[[ Entries shown open ]]

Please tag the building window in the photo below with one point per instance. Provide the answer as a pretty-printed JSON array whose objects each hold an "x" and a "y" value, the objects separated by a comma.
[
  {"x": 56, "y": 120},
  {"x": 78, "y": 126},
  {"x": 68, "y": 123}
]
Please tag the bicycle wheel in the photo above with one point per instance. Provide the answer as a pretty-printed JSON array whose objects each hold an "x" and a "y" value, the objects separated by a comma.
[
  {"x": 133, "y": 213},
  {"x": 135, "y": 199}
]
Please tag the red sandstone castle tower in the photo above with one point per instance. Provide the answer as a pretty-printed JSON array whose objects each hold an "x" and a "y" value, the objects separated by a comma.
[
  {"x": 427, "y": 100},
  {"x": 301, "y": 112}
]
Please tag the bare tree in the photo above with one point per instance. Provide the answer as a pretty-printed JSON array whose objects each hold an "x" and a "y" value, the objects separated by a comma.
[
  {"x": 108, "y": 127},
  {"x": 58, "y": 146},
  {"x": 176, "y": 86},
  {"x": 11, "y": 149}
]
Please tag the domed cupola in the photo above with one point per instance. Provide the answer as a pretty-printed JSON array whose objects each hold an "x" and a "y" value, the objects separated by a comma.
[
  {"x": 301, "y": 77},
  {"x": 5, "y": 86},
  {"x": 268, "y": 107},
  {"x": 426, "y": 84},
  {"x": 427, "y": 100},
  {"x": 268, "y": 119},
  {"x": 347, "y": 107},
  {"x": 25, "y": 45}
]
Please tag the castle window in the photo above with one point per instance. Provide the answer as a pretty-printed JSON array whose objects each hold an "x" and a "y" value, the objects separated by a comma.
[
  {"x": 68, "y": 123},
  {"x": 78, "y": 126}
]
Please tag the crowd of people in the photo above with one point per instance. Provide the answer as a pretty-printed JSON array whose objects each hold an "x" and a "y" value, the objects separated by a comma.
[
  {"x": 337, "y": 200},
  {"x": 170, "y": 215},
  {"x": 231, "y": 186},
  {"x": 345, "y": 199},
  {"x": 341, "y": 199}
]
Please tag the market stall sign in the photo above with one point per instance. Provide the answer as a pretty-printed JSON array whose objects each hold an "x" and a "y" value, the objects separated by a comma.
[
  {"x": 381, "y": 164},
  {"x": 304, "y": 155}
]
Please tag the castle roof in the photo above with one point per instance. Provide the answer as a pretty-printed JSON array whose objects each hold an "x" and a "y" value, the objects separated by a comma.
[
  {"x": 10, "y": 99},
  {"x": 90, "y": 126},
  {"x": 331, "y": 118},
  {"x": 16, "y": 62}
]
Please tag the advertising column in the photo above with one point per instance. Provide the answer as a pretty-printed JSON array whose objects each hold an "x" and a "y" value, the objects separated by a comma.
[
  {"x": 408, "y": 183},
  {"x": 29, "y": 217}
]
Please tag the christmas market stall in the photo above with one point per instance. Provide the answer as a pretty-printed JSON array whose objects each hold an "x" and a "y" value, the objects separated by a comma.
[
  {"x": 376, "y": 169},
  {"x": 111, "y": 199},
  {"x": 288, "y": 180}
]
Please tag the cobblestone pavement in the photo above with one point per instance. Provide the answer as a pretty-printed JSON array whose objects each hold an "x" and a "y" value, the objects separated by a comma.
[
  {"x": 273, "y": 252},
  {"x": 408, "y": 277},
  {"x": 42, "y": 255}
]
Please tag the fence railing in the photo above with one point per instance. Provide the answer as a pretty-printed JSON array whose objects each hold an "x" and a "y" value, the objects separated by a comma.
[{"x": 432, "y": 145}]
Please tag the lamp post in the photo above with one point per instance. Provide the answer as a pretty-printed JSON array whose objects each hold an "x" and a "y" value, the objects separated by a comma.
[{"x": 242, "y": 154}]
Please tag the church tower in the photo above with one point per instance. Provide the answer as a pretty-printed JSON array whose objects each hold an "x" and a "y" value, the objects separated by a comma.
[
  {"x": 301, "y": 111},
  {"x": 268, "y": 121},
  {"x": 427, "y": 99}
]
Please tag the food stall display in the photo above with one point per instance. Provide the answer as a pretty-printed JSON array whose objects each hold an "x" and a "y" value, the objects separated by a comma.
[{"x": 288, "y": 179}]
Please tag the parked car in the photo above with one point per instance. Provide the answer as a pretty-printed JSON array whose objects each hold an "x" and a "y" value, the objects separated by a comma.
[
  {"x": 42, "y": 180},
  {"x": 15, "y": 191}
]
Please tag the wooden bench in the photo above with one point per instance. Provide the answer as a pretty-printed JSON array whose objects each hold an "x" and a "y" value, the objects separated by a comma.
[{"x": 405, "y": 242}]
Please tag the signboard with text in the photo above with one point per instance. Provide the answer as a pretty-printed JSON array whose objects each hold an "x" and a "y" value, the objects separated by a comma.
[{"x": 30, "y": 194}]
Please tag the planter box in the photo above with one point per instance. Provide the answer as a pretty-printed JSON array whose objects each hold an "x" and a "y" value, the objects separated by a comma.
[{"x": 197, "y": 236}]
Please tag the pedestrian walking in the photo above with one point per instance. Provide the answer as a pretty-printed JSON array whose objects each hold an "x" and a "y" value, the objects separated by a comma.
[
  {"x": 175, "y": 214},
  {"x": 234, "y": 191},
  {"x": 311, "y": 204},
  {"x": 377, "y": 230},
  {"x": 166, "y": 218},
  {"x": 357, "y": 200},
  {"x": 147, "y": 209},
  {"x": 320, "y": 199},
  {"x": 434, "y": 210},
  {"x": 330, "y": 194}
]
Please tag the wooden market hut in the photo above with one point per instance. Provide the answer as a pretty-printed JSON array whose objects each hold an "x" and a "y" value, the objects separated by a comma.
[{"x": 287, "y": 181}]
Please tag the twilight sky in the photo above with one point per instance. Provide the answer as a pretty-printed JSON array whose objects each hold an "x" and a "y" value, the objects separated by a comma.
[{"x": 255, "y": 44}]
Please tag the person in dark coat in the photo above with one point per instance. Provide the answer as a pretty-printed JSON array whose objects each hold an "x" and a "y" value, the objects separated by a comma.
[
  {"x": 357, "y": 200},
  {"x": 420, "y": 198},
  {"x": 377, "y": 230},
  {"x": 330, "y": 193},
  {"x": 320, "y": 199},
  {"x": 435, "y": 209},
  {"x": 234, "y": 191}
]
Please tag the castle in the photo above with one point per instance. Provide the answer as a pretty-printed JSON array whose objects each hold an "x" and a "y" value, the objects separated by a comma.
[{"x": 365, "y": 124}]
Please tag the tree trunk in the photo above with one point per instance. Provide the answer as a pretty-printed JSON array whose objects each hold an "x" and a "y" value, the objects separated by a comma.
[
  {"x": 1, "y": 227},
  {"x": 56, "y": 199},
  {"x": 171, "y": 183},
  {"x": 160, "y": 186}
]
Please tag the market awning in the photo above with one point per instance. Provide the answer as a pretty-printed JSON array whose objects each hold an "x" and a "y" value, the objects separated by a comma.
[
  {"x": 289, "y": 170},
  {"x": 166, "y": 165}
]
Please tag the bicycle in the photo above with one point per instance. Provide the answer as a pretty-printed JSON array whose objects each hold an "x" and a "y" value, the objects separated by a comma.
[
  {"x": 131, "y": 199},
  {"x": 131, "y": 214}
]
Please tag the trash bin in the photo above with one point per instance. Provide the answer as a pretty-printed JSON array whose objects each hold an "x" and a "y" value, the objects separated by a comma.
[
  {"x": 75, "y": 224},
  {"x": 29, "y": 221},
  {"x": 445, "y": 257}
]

[[ Entries shown closed ]]

Prompt:
Reproduce every record above exactly.

Exercise output:
Please tag the building window in the photo below with one point per instance. Provide the answer as a pretty-printed JSON array whose objects each hold an "x" and a "y" value, the objects separated by a comma.
[
  {"x": 56, "y": 120},
  {"x": 78, "y": 126},
  {"x": 68, "y": 123}
]
Please tag the bicycle wheel in the photo above with one point per instance. Provide the answer as a pretty-printed JSON array whose objects each hold an "x" and a "y" value, the objects separated by a comma.
[
  {"x": 133, "y": 213},
  {"x": 135, "y": 199}
]
Please tag the red sandstone castle tower in the photo above with one point per instance. Provide the answer as a pretty-printed JSON array whose objects each hold an "x" and a "y" value, the objects separated by a comma.
[
  {"x": 427, "y": 100},
  {"x": 301, "y": 112}
]
Please tag the bare tree in the photo above with one point per instance. Provide the answer as a pretty-printed JSON array whose objects each hold an "x" and a "y" value, the objects separated by a comma.
[
  {"x": 108, "y": 127},
  {"x": 58, "y": 146},
  {"x": 176, "y": 86},
  {"x": 11, "y": 149}
]
Please tag the domed cupola in the photo above with one point per instance. Provide the answer as a pretty-printed JSON array whose objects each hold an "x" and a "y" value, the objects separated by a comma.
[
  {"x": 301, "y": 77},
  {"x": 5, "y": 86},
  {"x": 268, "y": 107},
  {"x": 426, "y": 84},
  {"x": 427, "y": 100},
  {"x": 268, "y": 119},
  {"x": 347, "y": 107},
  {"x": 25, "y": 45}
]
Please tag the castle window in the photo above with one point per instance. Provide the answer as a pretty-printed JSON array whose objects each hold an "x" and a "y" value, the objects separated by a comma.
[
  {"x": 68, "y": 123},
  {"x": 78, "y": 126}
]
Please tag the crowd of people in the photo above with one point per instance. Provide the answer as a pretty-printed JSON array whose objects each hold an "x" and a "y" value, the objects separated by a comma.
[
  {"x": 337, "y": 200},
  {"x": 170, "y": 215},
  {"x": 231, "y": 186},
  {"x": 345, "y": 199},
  {"x": 341, "y": 199}
]
Please tag the market stall sign in the photo above with one point per instance. Provide the answer as a pretty-printed JSON array whose objects each hold an "x" and a "y" value, the objects separated by a comma.
[
  {"x": 381, "y": 164},
  {"x": 304, "y": 155}
]
Please tag the castle roof in the photo above with one point per instance. Provide the answer as a pretty-printed JSON array whose objects each hold an "x" and a "y" value, the objects separated by a comma.
[
  {"x": 10, "y": 99},
  {"x": 90, "y": 126},
  {"x": 331, "y": 118},
  {"x": 16, "y": 62}
]
Please tag the advertising column in the photo above with one point per instance. Provide the answer as a pretty-printed JSON array whose objects each hold an "x" and a "y" value, the objects separated by a comma.
[
  {"x": 408, "y": 183},
  {"x": 29, "y": 217}
]
Please tag the christmas market stall in the photo above with one point per instance. Provide the answer as a pretty-printed JSON array whose objects each hold an "x" and a "y" value, the objects separated by a comma.
[
  {"x": 376, "y": 169},
  {"x": 111, "y": 199},
  {"x": 288, "y": 180}
]
Please tag the cobblestone pavement in the photo above with one point per instance. Provide the answer as a pretty-printed JSON array whose objects each hold an "x" and a "y" value, the objects separated by a comma.
[
  {"x": 273, "y": 252},
  {"x": 408, "y": 277},
  {"x": 42, "y": 255}
]
Please tag the fence railing in the photo above with one point per instance. Provide the answer as a pretty-printed JSON array whose objects each hold an "x" and a "y" value, the objects separated by a comma.
[{"x": 432, "y": 145}]
Please tag the lamp post in the photo above with one point per instance. Provide the answer as a pretty-printed JSON array whose objects each hold an "x" and a "y" value, the objects separated by a comma.
[{"x": 242, "y": 154}]
Please tag the church tower in the photo above with one point per instance. Provide the answer as a pretty-printed JSON array whose objects each hold an "x" and a "y" value, the objects separated by a comma.
[
  {"x": 301, "y": 111},
  {"x": 268, "y": 121},
  {"x": 427, "y": 99}
]
Please tag the food stall display in the photo above with one point per instance. Provide the answer as a pretty-printed JSON array whose objects each hold an "x" and a "y" value, the objects separated by a comma.
[{"x": 288, "y": 179}]
Please tag the parked car in the photo above with one point per instance. Provide the answer as a pretty-printed JSON array whose objects each hold an "x" and a "y" value, the objects separated by a comma.
[
  {"x": 42, "y": 180},
  {"x": 15, "y": 191}
]
Please tag the wooden bench in the photo above with one point per instance. Provide the answer as a pretty-printed JSON array whose objects each hold an "x" and a "y" value, the objects separated by a comma.
[{"x": 405, "y": 242}]
Please tag the signboard with text in the photo above with one point per instance. Provide the answer as a pretty-printed JSON array whose objects each hold an "x" and a "y" value, the objects separated by a comma.
[{"x": 30, "y": 194}]
Please tag the planter box in the photo above with one point per instance. Provide the answer as a pretty-printed JSON array whose objects each hold an "x" and a "y" value, the objects separated by a comma.
[{"x": 197, "y": 236}]
Please tag the pedestrian walking in the photo above with one point per instance. Provide the answer as a pretty-printed JSON array whose objects each hold an "x" and a "y" value, the objects separated by a comma.
[
  {"x": 175, "y": 214},
  {"x": 234, "y": 191},
  {"x": 311, "y": 204},
  {"x": 377, "y": 230},
  {"x": 166, "y": 218},
  {"x": 357, "y": 200},
  {"x": 147, "y": 209},
  {"x": 320, "y": 199},
  {"x": 434, "y": 210},
  {"x": 330, "y": 194}
]
Please tag the wooden market hut in the photo above with one point per instance. Provide the answer as a pretty-printed JSON array whose objects each hold an "x" and a "y" value, the objects separated by a comma.
[{"x": 287, "y": 181}]
Please tag the twilight sky in the photo above with one point per instance. Provide the answer as a pretty-printed JSON array whose objects each hold an "x" and a "y" value, the objects separated by a comma.
[{"x": 255, "y": 44}]
Please tag the person in dark coat in the photo above with one point per instance. Provide the answer as a pretty-printed JSON array whose objects each hold an "x" and a "y" value, the objects separated by a comma.
[
  {"x": 357, "y": 200},
  {"x": 420, "y": 198},
  {"x": 377, "y": 230},
  {"x": 330, "y": 193},
  {"x": 320, "y": 199},
  {"x": 435, "y": 209},
  {"x": 234, "y": 191}
]
Please tag the castle in the photo above with one point per instance. Provide the answer as a pretty-printed JSON array whose objects each hold an "x" and a "y" value, the objects separated by a comma.
[{"x": 365, "y": 124}]
Please tag the tree trunk in the photo above with one point per instance. Provide the answer as a pretty-printed JSON array whose objects each hold an "x" and a "y" value, the objects separated by a comma.
[
  {"x": 1, "y": 227},
  {"x": 56, "y": 199},
  {"x": 171, "y": 183},
  {"x": 160, "y": 186}
]
Please tag the market awning in the photo above with one point per instance. Provide the answer as a pretty-printed JSON array whose objects each hold an "x" and a "y" value, the objects separated by a comma.
[
  {"x": 289, "y": 170},
  {"x": 166, "y": 165}
]
Please tag the bicycle in the photo above with one point per instance. Provide the answer as a pretty-printed JSON array whose objects each hold an "x" and a "y" value, the objects separated by a comma.
[
  {"x": 131, "y": 199},
  {"x": 131, "y": 214}
]
Please tag the trash bin in the photo above with one point per instance. Provide the answer as a pretty-printed JSON array whose objects each hold an "x" and a "y" value, the objects separated by a comma.
[
  {"x": 75, "y": 224},
  {"x": 29, "y": 221},
  {"x": 445, "y": 257}
]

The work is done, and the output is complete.